Document section:
• • • •

Understanding The Exponential Weighted Moving Average

 

The exponentially weighted moving average (EWMA) is a type of moving average that places greater weight and significance on the most recent data points. Many traders prefer the EWMA over the simple moving average (SMA) as it reflects the latest price activity more closely.

In this article, find out how we figure out EWMA, see how it helps us in trading, and learn about its pros and cons.

 

Calculating the exponential weighted moving average

The exponential weighted moving average calculation uses a smoothing factor commonly represented by the Greek symbol alpha (α). The alpha sets how quickly older price data decays to less importance, with higher alpha discounts making the EWMA more responsive to recent changes.

Here is the formula for calculating an exponential weighted moving average:

EWMA = (Closing Price x Smoothing Factor) + (Previous EWMA x (1 - Smoothing Factor))

To break this EWMA formula down:

  • The “Closing Price” is the latest period’s close price for the asset. This could be the current daily, hourly, etc., close price.
  • The “Smoothing Factor”, represented by alpha (α), is a number between 0 and 1 that applies greater weight to recent data. A higher alpha value makes the EWMA faster-moving.
  • The “Previous EWMA” is the EWMA calculation result from the past period.

• • • •

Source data
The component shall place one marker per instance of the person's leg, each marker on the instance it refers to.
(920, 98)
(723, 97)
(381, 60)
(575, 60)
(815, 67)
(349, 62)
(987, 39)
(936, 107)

• • • •

Task brief: Please sum up the passage on the exponential weighted moving average above in two sentences.

Worked answer: The exponentially weighted moving average is a moving average that gives greater weight to the most recent data points, and many traders prefer it over the simple moving average because it reflects the latest price activity more closely. It is calculated by multiplying the closing price by a smoothing factor, alpha, a number between 0 and 1, and adding the previous EWMA multiplied by one minus that factor, with a higher alpha making the EWMA more responsive to recent changes.